Extracted entries>
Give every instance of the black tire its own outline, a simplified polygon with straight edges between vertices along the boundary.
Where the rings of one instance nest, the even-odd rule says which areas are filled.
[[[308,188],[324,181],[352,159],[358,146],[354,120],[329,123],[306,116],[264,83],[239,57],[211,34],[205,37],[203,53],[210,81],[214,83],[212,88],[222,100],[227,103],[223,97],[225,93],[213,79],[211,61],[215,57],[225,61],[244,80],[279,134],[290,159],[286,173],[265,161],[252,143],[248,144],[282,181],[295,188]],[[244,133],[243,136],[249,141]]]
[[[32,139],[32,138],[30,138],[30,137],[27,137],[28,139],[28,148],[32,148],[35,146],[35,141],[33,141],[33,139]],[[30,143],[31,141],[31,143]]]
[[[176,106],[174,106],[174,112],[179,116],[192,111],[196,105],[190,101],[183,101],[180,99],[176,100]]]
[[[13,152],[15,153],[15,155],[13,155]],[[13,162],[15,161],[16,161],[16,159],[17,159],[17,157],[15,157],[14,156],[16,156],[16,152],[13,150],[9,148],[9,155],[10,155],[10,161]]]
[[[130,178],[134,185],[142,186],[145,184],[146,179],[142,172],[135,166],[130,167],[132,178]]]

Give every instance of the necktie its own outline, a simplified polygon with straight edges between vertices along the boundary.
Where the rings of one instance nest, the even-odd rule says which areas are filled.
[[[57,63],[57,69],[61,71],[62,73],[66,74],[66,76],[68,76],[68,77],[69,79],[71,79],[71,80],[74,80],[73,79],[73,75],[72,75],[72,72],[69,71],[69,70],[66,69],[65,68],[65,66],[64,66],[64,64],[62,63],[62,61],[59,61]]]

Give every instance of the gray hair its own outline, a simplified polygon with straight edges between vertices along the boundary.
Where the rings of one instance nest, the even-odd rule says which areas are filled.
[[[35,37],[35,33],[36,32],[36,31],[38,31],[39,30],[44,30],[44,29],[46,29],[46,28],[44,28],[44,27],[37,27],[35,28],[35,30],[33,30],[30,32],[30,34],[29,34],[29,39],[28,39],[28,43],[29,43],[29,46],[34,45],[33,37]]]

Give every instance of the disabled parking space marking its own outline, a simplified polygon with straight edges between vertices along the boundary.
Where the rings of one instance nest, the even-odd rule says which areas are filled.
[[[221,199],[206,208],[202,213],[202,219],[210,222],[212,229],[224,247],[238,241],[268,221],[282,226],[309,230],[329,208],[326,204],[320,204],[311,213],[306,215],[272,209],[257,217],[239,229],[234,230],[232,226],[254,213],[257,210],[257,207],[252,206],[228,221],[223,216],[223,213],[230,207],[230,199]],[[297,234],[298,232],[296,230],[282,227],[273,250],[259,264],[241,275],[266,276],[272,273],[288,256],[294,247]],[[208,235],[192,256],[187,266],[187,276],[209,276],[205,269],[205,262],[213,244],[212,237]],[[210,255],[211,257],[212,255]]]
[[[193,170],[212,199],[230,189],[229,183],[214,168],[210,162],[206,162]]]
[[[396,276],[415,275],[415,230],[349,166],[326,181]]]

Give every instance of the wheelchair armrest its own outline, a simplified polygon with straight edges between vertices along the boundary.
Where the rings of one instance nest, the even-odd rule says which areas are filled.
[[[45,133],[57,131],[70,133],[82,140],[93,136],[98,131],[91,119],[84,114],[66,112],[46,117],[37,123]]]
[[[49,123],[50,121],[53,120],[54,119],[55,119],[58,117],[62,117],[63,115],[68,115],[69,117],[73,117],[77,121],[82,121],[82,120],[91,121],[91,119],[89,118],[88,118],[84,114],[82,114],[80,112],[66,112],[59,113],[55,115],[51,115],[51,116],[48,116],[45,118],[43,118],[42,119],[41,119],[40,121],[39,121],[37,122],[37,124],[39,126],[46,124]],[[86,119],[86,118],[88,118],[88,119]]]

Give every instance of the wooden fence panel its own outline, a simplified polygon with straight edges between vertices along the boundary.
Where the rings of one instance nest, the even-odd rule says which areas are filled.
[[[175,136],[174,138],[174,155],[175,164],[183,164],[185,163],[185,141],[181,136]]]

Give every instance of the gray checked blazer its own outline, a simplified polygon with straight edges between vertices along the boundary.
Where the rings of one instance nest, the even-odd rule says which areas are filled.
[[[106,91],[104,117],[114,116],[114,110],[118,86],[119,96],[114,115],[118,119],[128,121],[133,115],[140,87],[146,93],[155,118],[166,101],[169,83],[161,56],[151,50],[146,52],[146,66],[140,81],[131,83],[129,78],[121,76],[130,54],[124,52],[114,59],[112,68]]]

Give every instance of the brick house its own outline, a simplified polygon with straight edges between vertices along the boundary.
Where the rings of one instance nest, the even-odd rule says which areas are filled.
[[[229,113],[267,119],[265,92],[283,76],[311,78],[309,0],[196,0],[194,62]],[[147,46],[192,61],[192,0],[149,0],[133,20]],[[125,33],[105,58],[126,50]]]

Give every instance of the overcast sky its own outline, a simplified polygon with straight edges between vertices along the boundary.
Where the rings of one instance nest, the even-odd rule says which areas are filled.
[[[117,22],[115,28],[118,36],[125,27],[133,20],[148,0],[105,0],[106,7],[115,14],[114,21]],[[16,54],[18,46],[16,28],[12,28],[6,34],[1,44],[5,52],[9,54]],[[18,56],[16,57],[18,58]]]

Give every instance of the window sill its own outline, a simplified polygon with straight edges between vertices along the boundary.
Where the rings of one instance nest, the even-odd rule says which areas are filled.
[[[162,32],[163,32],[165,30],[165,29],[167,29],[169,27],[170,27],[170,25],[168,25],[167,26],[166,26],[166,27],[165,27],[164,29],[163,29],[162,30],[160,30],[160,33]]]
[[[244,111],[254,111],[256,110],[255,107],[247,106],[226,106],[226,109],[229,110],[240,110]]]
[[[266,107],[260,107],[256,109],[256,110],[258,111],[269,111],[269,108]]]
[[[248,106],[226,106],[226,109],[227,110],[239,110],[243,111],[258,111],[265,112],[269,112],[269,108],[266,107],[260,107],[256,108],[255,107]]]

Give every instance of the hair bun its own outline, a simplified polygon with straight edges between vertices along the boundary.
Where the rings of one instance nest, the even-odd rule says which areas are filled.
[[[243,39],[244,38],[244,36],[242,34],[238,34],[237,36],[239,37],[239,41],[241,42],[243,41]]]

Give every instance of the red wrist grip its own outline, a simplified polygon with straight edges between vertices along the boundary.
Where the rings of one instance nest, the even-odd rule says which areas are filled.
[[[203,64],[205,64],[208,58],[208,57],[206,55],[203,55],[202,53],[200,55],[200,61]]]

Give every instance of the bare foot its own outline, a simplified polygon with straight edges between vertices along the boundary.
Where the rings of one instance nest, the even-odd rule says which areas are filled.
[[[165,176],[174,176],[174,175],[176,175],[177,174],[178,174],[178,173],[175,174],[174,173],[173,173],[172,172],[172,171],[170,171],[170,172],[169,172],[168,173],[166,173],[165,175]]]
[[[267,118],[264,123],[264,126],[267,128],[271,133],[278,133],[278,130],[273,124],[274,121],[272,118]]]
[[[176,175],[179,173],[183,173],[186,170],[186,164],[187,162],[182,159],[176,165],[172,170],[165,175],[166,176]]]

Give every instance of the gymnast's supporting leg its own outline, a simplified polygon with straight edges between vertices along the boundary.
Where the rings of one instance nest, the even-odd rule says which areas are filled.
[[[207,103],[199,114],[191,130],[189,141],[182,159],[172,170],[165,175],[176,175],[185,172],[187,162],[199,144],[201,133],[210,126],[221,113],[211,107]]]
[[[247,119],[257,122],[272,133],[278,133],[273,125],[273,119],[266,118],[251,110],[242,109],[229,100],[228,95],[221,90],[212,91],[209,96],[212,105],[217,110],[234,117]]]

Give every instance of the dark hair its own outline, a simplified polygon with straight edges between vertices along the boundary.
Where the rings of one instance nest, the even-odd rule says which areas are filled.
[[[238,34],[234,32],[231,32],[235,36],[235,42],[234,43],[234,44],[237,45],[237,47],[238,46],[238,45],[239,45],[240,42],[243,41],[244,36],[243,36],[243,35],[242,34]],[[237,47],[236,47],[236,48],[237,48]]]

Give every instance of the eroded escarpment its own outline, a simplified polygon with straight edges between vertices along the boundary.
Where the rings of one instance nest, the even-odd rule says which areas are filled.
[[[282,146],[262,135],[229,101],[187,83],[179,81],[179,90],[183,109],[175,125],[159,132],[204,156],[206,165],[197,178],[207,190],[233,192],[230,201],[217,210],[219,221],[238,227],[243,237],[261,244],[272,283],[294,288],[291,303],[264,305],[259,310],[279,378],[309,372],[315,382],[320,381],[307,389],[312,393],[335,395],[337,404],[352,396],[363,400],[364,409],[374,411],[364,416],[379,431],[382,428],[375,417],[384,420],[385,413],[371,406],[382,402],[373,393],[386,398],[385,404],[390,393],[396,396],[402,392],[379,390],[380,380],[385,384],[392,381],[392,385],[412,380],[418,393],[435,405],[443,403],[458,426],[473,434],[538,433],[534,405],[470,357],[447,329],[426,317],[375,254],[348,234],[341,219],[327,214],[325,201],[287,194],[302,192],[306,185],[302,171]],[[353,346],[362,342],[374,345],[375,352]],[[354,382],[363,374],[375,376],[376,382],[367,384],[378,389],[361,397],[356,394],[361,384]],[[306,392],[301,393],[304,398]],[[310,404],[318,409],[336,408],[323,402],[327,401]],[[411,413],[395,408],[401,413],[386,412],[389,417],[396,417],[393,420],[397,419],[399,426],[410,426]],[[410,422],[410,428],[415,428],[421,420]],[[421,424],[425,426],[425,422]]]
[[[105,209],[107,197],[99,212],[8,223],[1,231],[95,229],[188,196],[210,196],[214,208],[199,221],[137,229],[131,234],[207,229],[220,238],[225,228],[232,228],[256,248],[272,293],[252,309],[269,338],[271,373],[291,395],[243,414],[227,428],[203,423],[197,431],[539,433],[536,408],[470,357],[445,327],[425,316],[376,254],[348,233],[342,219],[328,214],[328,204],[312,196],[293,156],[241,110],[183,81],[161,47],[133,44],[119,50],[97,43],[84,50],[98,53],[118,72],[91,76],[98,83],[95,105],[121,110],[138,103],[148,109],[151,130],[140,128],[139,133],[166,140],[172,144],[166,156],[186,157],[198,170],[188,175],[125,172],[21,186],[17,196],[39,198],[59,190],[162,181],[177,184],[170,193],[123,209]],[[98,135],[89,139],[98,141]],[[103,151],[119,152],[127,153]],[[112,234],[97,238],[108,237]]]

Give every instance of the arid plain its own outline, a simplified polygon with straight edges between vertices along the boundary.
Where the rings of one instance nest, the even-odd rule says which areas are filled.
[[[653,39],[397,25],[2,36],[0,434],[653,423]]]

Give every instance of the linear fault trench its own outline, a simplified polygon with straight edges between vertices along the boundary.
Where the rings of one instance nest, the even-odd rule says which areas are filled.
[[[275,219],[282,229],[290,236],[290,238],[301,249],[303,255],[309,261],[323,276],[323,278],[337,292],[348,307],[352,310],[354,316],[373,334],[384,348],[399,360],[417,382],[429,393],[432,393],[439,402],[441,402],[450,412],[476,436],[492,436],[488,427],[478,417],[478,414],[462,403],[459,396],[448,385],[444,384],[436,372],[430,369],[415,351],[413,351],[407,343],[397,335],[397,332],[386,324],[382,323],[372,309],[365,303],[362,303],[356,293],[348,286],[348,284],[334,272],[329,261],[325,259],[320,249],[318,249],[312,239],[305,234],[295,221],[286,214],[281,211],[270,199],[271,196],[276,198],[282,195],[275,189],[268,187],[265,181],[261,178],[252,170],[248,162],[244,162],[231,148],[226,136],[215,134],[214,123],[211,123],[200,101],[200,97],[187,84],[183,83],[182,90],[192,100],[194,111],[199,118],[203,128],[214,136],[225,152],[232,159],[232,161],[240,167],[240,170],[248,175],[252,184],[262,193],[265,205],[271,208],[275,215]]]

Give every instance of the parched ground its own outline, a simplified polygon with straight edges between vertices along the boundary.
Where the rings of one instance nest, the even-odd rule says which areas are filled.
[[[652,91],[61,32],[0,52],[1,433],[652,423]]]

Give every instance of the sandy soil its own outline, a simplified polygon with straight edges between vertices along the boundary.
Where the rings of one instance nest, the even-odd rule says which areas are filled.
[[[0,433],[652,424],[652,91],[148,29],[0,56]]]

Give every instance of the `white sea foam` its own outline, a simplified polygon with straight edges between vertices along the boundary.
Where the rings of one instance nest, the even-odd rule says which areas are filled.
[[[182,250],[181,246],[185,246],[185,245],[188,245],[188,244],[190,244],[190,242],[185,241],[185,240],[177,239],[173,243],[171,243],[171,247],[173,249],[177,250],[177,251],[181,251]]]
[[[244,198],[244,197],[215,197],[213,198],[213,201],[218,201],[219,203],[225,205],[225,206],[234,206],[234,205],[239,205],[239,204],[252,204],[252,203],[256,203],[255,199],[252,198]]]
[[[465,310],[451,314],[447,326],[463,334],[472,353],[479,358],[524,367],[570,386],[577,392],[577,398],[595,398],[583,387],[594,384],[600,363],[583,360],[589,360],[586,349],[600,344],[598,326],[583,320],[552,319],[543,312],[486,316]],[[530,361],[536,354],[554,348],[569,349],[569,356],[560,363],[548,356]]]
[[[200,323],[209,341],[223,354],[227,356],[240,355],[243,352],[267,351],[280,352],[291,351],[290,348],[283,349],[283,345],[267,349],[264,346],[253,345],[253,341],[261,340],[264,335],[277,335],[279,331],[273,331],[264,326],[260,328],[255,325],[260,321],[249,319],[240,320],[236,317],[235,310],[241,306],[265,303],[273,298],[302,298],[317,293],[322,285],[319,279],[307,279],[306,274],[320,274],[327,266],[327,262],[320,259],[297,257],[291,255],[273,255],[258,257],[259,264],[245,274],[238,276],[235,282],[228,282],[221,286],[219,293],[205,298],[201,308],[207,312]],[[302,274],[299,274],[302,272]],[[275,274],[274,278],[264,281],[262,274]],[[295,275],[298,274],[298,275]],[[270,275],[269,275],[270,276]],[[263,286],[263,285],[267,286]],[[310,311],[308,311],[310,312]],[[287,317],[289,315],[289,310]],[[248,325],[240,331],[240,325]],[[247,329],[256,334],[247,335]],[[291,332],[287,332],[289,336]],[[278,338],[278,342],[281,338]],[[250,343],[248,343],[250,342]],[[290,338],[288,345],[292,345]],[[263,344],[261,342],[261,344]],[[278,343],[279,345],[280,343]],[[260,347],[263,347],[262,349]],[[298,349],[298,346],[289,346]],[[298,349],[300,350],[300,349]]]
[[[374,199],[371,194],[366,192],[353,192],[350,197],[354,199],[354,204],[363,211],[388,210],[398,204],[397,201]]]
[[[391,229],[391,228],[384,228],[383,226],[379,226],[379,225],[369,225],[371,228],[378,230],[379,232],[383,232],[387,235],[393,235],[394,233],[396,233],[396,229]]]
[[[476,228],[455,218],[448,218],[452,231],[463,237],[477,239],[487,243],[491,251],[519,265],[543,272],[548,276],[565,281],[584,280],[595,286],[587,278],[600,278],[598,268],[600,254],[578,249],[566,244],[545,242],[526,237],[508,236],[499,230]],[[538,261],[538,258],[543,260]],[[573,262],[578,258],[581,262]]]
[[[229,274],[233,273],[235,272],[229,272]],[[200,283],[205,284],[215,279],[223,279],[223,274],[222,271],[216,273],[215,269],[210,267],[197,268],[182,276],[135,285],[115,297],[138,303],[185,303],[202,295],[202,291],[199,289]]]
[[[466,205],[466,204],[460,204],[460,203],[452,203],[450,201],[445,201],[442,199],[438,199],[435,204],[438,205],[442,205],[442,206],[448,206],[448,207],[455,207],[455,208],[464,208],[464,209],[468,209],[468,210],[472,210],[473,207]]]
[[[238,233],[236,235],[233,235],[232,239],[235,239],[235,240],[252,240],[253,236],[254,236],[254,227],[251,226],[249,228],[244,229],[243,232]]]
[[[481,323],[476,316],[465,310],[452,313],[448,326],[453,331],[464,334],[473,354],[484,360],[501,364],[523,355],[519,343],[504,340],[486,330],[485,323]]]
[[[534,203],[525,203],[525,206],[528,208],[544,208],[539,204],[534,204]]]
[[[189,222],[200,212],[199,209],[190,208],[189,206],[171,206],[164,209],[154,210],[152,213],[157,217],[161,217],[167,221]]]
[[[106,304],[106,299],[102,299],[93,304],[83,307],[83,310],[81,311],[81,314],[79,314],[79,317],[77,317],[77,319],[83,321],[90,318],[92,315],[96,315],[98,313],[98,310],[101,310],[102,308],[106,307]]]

Work required>
Find each line in the entries above that contains the word "gray" and copy those lines.

Task response>
Give every instance of the gray hair its own outline, a simplified polygon with straight edges between vertices along the boundary.
Give every instance of the gray checked blazer its own outline, a simplified polygon with straight edges between vertices along the boundary.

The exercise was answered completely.